Source data
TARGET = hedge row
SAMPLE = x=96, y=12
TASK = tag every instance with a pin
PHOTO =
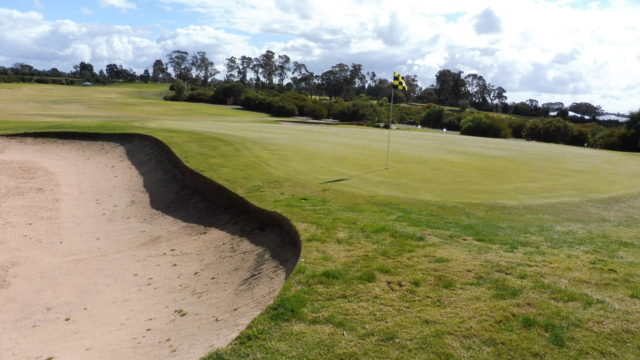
x=38, y=79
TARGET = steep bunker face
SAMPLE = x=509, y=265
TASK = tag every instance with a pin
x=111, y=248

What you should do
Which of the lines above contain "TARGET"? Return them all.

The answer
TARGET = hedge row
TARGET = steep bunker face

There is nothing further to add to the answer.